__Passage provided__.
......

Welcome back to ‘This Week in Getting Hacked’—the world’s greatest cybersecurity-related link dump! Each week, we bring you the best news stories from the cybersecurity field, letting you know who’s getting hacked, who’s hacking, what data is leaking, and about what you should take with caution. So strap in, change your password, and let’s find out who’s getting hacked this week!
On to the links…
With ongoing questions of the current presidential administration’s involvement with Russia, the proliferation of fake news, and online propaganda campaigns, the Internet has become the central hub for all of this activity. As owners and proprietors of the majority of traffic on the Internet, Google has to know something, right? Google released a 40-page report in 2014 detailing the activities of the hacking group that would go on to breach the DNC emails, so they were aware of their activity. From Motherboard (Vice):
“While this report is now a bit dated, it shows that for all its sophistication, APT28 has been often caught in the act of hacking politically interesting targets, betraying the origin of the hackers behind the dry nickname. It also reveals how much a company like Google, which doesn’t have software installed on thousands of customers computers like other antivirus and security vendors, can still learn a lot about government hacking groups thanks to the other data it has access to.”

......

__Using the information__.
1. Answer these questions about the cybersecurity roundup:
(a) What does the opening tell readers to change before finding out who's getting hacked?
(b) How many pages long was the report Google released in 2014?
(c) According to the quoted excerpt, what does Google not have installed on thousands of customers' computers?
2. Continue the cybersecurity roundup from the point where its text ends.

[Spatial localization data]

......

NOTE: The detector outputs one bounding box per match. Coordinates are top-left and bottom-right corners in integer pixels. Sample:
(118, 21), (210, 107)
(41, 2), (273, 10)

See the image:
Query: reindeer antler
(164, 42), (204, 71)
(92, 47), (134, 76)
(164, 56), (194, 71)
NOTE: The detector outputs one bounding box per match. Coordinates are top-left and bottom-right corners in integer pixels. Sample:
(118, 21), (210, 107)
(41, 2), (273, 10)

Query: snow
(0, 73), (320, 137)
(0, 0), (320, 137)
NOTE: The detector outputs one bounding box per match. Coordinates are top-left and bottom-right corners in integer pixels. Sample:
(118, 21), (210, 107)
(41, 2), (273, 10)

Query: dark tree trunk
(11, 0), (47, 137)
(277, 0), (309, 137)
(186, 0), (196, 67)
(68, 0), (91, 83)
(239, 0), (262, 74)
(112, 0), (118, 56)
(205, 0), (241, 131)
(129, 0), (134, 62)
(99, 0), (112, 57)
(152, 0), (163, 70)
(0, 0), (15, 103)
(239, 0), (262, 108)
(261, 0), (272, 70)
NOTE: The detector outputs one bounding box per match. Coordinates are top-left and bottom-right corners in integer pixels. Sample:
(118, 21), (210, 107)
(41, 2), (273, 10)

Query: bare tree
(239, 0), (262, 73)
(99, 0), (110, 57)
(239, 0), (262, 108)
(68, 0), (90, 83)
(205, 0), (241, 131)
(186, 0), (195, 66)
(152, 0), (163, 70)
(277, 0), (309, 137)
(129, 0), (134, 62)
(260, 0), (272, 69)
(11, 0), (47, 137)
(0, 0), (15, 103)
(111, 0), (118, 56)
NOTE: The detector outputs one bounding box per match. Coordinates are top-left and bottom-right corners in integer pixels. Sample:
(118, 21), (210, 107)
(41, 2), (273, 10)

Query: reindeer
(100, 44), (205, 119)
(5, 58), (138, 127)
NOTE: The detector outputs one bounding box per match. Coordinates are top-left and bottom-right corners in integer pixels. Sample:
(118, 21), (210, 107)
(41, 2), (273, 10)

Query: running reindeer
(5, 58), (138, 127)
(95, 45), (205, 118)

......

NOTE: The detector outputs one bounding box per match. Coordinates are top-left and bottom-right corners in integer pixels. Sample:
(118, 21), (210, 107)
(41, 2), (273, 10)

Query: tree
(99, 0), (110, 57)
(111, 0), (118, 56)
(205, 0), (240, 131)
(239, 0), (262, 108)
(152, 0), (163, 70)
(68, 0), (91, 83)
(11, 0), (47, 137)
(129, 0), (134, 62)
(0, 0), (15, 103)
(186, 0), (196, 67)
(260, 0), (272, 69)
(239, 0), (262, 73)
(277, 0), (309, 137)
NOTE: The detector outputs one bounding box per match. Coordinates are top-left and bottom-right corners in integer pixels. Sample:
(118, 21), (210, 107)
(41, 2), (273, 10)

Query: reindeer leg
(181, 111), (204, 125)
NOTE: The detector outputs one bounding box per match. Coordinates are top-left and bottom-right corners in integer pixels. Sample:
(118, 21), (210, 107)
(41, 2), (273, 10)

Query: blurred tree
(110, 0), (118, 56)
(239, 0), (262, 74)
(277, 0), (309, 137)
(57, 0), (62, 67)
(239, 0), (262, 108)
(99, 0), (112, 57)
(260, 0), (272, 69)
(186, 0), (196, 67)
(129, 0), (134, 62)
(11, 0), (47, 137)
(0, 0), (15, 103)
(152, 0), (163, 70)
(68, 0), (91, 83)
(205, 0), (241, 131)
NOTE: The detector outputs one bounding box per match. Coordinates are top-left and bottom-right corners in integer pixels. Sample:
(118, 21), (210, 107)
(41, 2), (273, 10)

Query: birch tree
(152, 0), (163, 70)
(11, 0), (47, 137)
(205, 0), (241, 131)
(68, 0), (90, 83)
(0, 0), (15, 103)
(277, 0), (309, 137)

......

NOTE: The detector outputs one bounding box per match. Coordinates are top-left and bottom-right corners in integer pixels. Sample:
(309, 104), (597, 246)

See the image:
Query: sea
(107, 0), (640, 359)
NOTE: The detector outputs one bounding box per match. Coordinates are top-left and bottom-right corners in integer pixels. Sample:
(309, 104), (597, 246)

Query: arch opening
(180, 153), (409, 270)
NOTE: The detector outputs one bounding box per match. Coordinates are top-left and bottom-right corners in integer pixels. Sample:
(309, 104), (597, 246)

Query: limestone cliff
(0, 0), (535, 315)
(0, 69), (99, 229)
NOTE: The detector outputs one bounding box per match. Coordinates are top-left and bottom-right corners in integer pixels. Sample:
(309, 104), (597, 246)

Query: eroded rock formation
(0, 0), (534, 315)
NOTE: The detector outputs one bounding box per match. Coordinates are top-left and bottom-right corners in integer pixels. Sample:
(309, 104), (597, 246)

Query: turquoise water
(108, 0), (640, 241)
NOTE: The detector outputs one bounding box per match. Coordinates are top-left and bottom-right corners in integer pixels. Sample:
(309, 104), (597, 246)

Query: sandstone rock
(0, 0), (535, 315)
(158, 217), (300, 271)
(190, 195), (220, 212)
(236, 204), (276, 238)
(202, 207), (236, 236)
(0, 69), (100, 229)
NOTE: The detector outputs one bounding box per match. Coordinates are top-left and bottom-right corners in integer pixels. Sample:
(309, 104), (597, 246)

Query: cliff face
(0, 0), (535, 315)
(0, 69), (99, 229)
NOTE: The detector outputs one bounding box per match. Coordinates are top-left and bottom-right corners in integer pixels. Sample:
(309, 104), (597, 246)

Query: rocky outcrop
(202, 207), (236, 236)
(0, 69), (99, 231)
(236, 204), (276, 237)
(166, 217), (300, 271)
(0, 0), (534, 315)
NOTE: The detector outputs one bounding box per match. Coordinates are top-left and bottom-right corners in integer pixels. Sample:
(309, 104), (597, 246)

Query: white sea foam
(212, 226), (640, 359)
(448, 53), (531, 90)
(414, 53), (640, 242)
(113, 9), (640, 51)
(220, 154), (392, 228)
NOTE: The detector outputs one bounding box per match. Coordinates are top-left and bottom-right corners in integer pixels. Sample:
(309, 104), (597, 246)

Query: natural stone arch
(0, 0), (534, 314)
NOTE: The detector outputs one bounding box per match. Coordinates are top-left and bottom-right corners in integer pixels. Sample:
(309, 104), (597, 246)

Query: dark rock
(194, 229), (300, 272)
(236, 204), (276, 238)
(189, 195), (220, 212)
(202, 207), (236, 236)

......

__Task results__.
1.
(a) Their password.
(b) 40 pages.
(c) Software.

2.
Microsoft’s president called for a “Digital Geneva Convention” at the RSA security conference in San Francisco.
Sidd Bikkannavar, a U.S.-born scientist who works for NASA’s Jet Propulsion Laboratory, was held up at the Houston airport after returning from a work-related trip in Chile until he unlocked his work-issued phone due to President Trump’s now-halted travel ban.
Edward Snowden’s new job—besides being a fugitive, technically—is helping reporters stay safe from hacking attempts.
And why is Edward Snowden helping reporters? Because Google has alerted a number of prominent journalists that state-sponsored hackers are attempting to break into their accounts, with the warnings coming days after the 2016 U.S. presidential election.
India has developed a biometric database of its billion citizens, and that’s pretty concerning for a number of reasons. Maybe having fingerprint, retina and other data on file.